Document excerpt
--- start ---

- Directed by: Sidney Poitier
- Written by: Lawrence Roman
- Produced by: Melville Tucker
- Starring: Sidney Poitier Esther Anderson Yvette Curtis Johnny Sekka George Baker Earl Cameron
- Cinematography: Paul Beeson
- Edited by: Pembroke J. Herring Peter Pitt
- Music by: Coleridge-Taylor Perkinson
- Production company: First Artists
- Distributed by: National General Pictures
- Release date: May 23, 1973;
- Running time: 101 minutes
- Country: United States
- Language: English
- Budget: $1,641,000
- Box office: $1,600,000 (US/ Canada rentals)

--- end ---

Rows from a dataset
--- start ---

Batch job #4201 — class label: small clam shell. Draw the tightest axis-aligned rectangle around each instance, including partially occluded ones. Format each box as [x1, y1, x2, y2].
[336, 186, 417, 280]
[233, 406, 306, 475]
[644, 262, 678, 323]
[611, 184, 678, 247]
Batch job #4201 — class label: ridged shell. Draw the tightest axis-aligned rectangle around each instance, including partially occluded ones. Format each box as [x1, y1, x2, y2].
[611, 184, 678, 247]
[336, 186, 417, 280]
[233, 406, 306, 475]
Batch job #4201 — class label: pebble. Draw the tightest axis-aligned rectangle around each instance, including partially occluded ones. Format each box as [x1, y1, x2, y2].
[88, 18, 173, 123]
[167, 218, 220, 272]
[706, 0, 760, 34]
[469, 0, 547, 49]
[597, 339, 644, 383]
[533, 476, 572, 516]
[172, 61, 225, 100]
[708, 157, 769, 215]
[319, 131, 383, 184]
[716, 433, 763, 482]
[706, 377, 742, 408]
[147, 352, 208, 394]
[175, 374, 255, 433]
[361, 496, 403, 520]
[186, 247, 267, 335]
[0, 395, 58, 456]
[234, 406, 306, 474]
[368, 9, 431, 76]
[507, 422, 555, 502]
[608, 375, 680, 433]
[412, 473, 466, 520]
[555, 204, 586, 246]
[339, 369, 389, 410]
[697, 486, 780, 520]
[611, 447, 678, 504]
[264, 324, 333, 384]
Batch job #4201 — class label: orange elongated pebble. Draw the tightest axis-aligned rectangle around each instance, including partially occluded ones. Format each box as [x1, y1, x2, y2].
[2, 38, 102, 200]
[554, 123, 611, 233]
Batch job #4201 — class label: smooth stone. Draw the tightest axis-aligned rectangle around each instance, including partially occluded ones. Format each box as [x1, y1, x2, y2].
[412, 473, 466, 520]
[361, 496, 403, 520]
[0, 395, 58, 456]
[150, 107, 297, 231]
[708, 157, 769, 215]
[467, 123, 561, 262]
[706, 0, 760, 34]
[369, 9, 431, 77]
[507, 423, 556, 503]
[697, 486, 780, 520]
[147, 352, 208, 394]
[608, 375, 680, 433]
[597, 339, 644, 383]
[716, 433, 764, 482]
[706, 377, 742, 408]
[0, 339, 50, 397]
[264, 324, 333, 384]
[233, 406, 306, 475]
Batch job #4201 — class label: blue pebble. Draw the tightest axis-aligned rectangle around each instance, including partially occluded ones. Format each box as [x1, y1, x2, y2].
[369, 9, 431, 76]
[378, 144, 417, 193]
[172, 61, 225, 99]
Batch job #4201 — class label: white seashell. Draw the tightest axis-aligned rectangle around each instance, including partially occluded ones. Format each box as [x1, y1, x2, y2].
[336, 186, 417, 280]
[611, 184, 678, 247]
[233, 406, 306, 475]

--- end ---

Exercises
(1) Answer these from the film credits:
(a) Who edited the film?
(b) What is the running time?
(c) Which company distributed the film?
(2) Filter the records down to every line containing the string "ridged", and copy those lines out. Case counts.

Responses per task
(1)
(a) Pembroke J. Herring and Peter Pitt
(b) 101 minutes
(c) National General Pictures

(2)
Batch job #4201 — class label: ridged shell. Draw the tightest axis-aligned rectangle around each instance, including partially occluded ones. Format each box as [x1, y1, x2, y2].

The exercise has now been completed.